Description of the task:
Make an exact copy of the entries, and keep any pictures out of it.
**********
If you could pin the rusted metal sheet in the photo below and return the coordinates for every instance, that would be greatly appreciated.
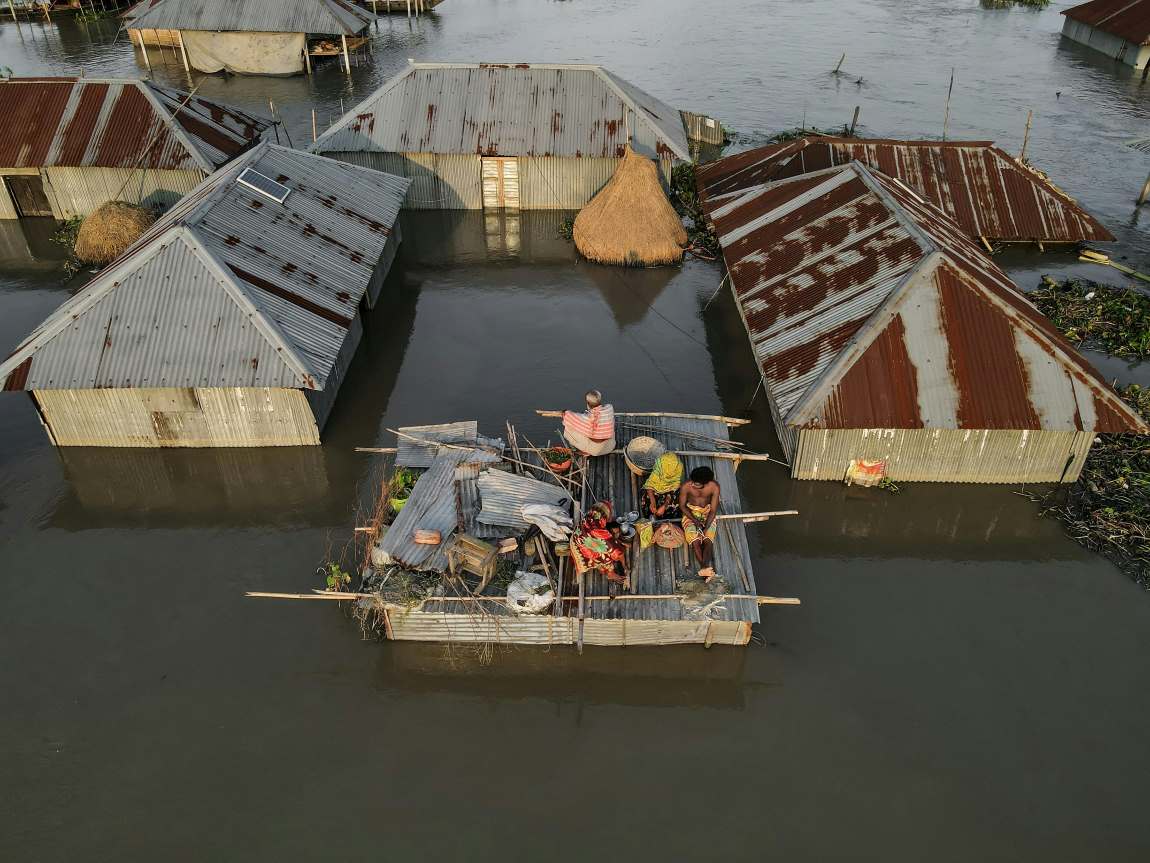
(868, 307)
(1126, 18)
(504, 111)
(983, 189)
(229, 288)
(119, 123)
(274, 16)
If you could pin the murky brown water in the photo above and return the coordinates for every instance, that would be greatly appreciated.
(961, 681)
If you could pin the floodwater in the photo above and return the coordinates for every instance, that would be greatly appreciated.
(960, 682)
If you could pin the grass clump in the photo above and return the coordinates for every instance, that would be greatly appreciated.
(1108, 510)
(1116, 320)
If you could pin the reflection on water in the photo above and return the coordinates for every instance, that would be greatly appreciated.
(952, 653)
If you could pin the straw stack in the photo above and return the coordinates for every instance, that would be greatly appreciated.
(630, 222)
(109, 229)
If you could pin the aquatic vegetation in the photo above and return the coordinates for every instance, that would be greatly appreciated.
(1007, 4)
(1108, 510)
(1112, 319)
(684, 195)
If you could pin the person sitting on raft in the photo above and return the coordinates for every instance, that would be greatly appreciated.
(660, 491)
(598, 544)
(699, 503)
(592, 432)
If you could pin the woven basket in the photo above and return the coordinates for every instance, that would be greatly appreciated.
(641, 455)
(668, 535)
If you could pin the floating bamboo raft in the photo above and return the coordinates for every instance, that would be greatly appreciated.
(476, 486)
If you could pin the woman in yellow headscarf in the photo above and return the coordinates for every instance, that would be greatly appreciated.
(660, 491)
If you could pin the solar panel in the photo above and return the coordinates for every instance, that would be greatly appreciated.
(263, 184)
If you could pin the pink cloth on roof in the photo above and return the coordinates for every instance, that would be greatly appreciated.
(598, 424)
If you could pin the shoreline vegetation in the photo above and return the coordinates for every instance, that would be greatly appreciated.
(1108, 509)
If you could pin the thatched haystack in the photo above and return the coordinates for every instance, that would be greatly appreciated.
(630, 222)
(109, 229)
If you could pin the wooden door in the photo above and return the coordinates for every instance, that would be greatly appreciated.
(500, 183)
(28, 195)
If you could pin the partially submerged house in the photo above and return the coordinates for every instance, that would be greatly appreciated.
(989, 193)
(253, 37)
(884, 334)
(492, 136)
(73, 144)
(231, 322)
(1119, 29)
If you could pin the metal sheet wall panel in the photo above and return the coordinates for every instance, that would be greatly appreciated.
(283, 16)
(204, 417)
(78, 191)
(945, 455)
(493, 109)
(554, 183)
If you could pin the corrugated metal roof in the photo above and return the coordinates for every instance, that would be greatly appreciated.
(1126, 18)
(508, 109)
(229, 288)
(504, 495)
(983, 189)
(119, 123)
(273, 16)
(868, 307)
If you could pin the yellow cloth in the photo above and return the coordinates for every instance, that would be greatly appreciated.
(667, 474)
(691, 531)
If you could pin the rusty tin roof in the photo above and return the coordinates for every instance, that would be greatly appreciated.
(119, 123)
(508, 109)
(979, 185)
(868, 307)
(230, 288)
(1126, 18)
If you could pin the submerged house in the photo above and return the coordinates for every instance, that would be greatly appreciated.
(1119, 29)
(252, 37)
(884, 334)
(988, 192)
(73, 144)
(489, 136)
(230, 322)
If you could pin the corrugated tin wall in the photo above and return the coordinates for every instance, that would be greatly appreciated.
(323, 401)
(944, 455)
(78, 191)
(454, 182)
(561, 183)
(204, 417)
(7, 208)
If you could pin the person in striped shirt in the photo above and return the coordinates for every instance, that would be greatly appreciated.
(591, 432)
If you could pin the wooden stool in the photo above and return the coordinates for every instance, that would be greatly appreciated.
(467, 554)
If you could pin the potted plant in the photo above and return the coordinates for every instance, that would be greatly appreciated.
(401, 486)
(558, 458)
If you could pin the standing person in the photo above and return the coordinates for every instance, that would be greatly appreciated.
(592, 432)
(699, 503)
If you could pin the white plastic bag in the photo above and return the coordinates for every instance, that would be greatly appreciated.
(526, 593)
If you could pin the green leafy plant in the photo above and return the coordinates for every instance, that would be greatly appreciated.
(335, 577)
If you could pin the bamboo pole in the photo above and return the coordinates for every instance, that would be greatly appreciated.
(727, 420)
(1026, 135)
(183, 52)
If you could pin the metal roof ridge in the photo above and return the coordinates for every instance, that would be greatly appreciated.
(1072, 358)
(866, 174)
(78, 305)
(639, 112)
(864, 336)
(174, 125)
(370, 98)
(261, 320)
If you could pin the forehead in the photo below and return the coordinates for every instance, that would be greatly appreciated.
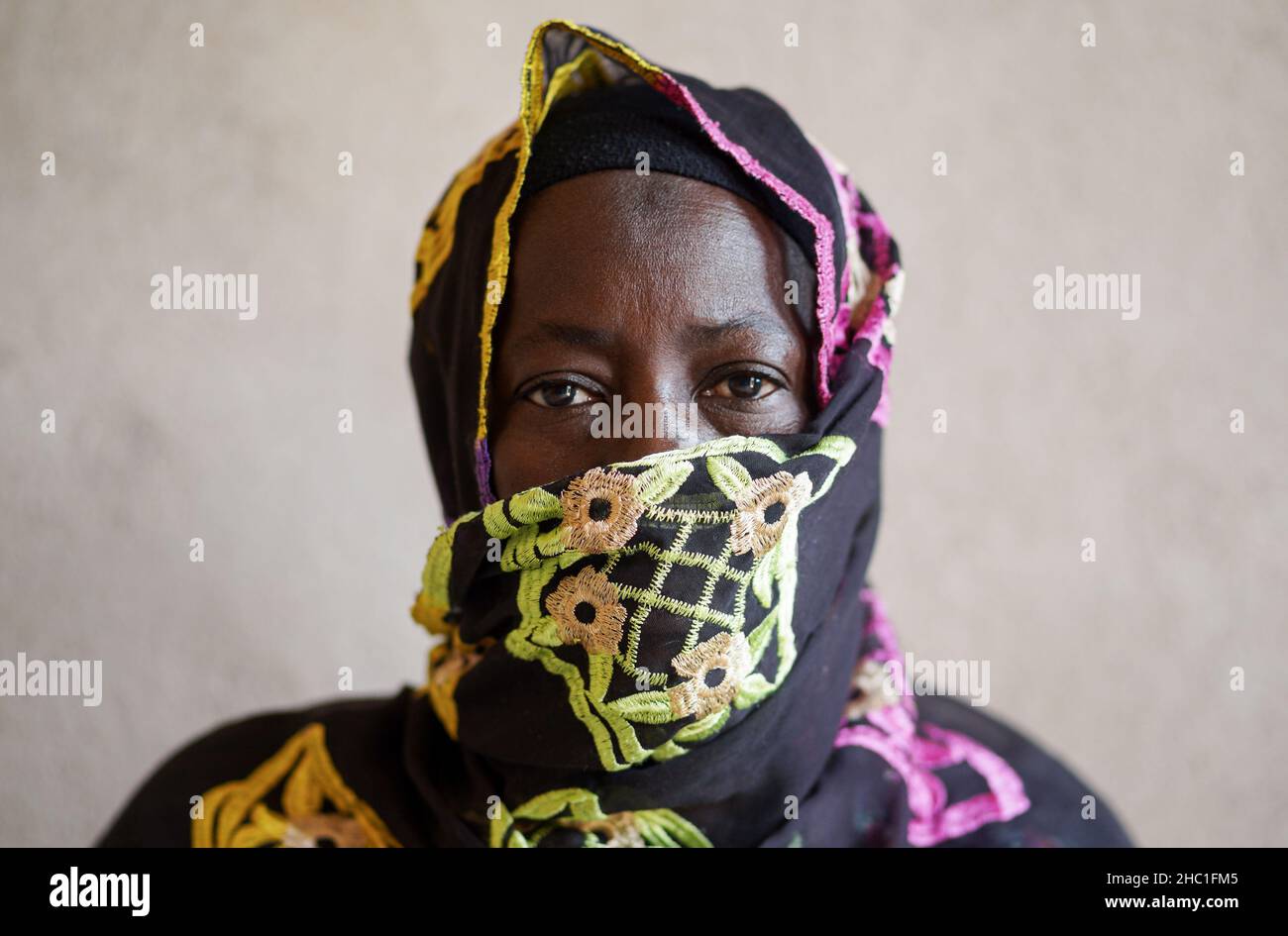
(645, 240)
**********
Complete response:
If you could pin the rusted metal sheet in the photo below and return the coordinates for every instance, that would be greatly appreciated.
(868, 307)
(1126, 18)
(504, 111)
(983, 189)
(229, 288)
(119, 123)
(274, 16)
If you could pin the murky brown water in the photo above and return the coordinates for every instance, that would be greatly appreciated.
(961, 681)
If you could pin the floodwater in the photo above and return the coordinates for every instance, that would be greatly appreciated.
(960, 682)
If you could pin the grass clump in the photo above and return the coordinates for every instance, that would be greatly appreciated.
(1108, 510)
(1116, 320)
If you could pin the reflection on water in the photo above and return the coordinates for every instance, that would be greatly appreciated.
(952, 653)
If you could pin the straw stack in the photo above and return the coordinates for every instance, that would be greatly appreciated.
(630, 222)
(109, 229)
If you could pin the aquatic vegetation in the photo above and return the coordinates for every instance, that would be greatly appreciated.
(1007, 4)
(1108, 510)
(1112, 319)
(684, 195)
If you could pin the person sitting on raft in the photo above and return the coordinates for every instance, that would be greatly appreciated.
(660, 491)
(598, 544)
(699, 503)
(592, 432)
If you could pin the woven basket in the photo above and return the coordinates for every instance, that would be greatly appreciated.
(641, 455)
(668, 535)
If you could pin the floating bamboo raft in the photo above and return the coordinates for every instance, that would be greatly appreciated.
(476, 486)
If you could pin the woman in yellow headscarf in the photo above and return the coordinates for every instance, that would be greatly appreciated.
(660, 491)
If you could pin the solar panel in the photo above and return the coordinates for every instance, that would be greatly appreciated.
(263, 184)
If you could pin the pink cloth on roof in the photo above and return the coordinates for every instance, that would be greatly appreciated.
(598, 424)
If you could pin the shoreline vegetation in the photo above and return the coordinates for every instance, that would be greatly appreciated.
(1108, 509)
If you could pin the thatched haystack in the photo above and return the coordinates for every instance, that would be greatly appreciated.
(630, 222)
(109, 229)
If you could pin the wooden door in the photo above and return the coordinates for every instance, that would be greatly appreciated.
(500, 183)
(28, 195)
If you could pin the partially submerged house in the photo above and return the coordinates for every instance, that would be greatly appreciated.
(989, 193)
(253, 37)
(884, 334)
(492, 136)
(73, 144)
(231, 322)
(1119, 29)
If you could pin the metal sheet wall panel in the photo above and return the coordinates for every instance, that would be greatly appreciated.
(283, 16)
(204, 417)
(78, 191)
(945, 455)
(493, 109)
(554, 183)
If you could pin the corrugated metal roof in the photo above and return the coordinates for every instance, that would be greatly appreciated.
(1126, 18)
(508, 109)
(229, 288)
(504, 495)
(983, 189)
(119, 123)
(273, 16)
(868, 307)
If you could pin the yellow cloth in the photo above and return the coordinates for every instance, that would be greatly appreciated.
(667, 474)
(691, 531)
If you could pin the rusty tin roof in the photo above and return the coordinates for every instance, that would be greatly appreciated.
(119, 123)
(508, 109)
(979, 185)
(868, 307)
(230, 288)
(1126, 18)
If you could pin the submerged house in the photo above and return the coordinates for every instance, that would be greatly appreciated.
(1119, 29)
(252, 37)
(884, 334)
(988, 192)
(73, 144)
(489, 136)
(230, 322)
If you could pin the corrugated tin wall in the photo above and return the coordinates for every instance, that would be greatly appreciated.
(323, 401)
(944, 455)
(78, 191)
(454, 182)
(561, 183)
(204, 417)
(7, 208)
If you could pin the person in striped shirt in the photo above and return the coordinates for every instance, that would be greatly appreciated.
(591, 432)
If you could pin the wooden stool in the photo above and return the coordinates for every instance, that would be greatly appreciated.
(467, 554)
If you could pin the potted plant in the photo above and return the coordinates for every instance, that would be greatly appreciated.
(401, 486)
(558, 458)
If you could pin the standing person in the photo above and return the coordinates for every instance, that would be greatly appreciated.
(592, 432)
(699, 503)
If you could pin the white plastic bag in the photo above and return the coordinates for every instance, that would be greatly appreciated.
(526, 593)
If you could pin the green leafy plant in the photo above and return the coordinates for every instance, that would be greatly appreciated.
(335, 577)
If you could pin the bamboo pole in the photo above and return the coordinates for every instance, that would be greatly appreciated.
(727, 420)
(1026, 135)
(183, 52)
If you could pin the metal roof ridge in the photo above and return the coordinates for every instance, that would be greatly appreciated.
(1072, 358)
(866, 174)
(78, 305)
(639, 112)
(864, 336)
(174, 125)
(370, 98)
(261, 320)
If you could pin the forehead in the photo below and return the coordinates for every instance, that would be greatly appreciated.
(645, 240)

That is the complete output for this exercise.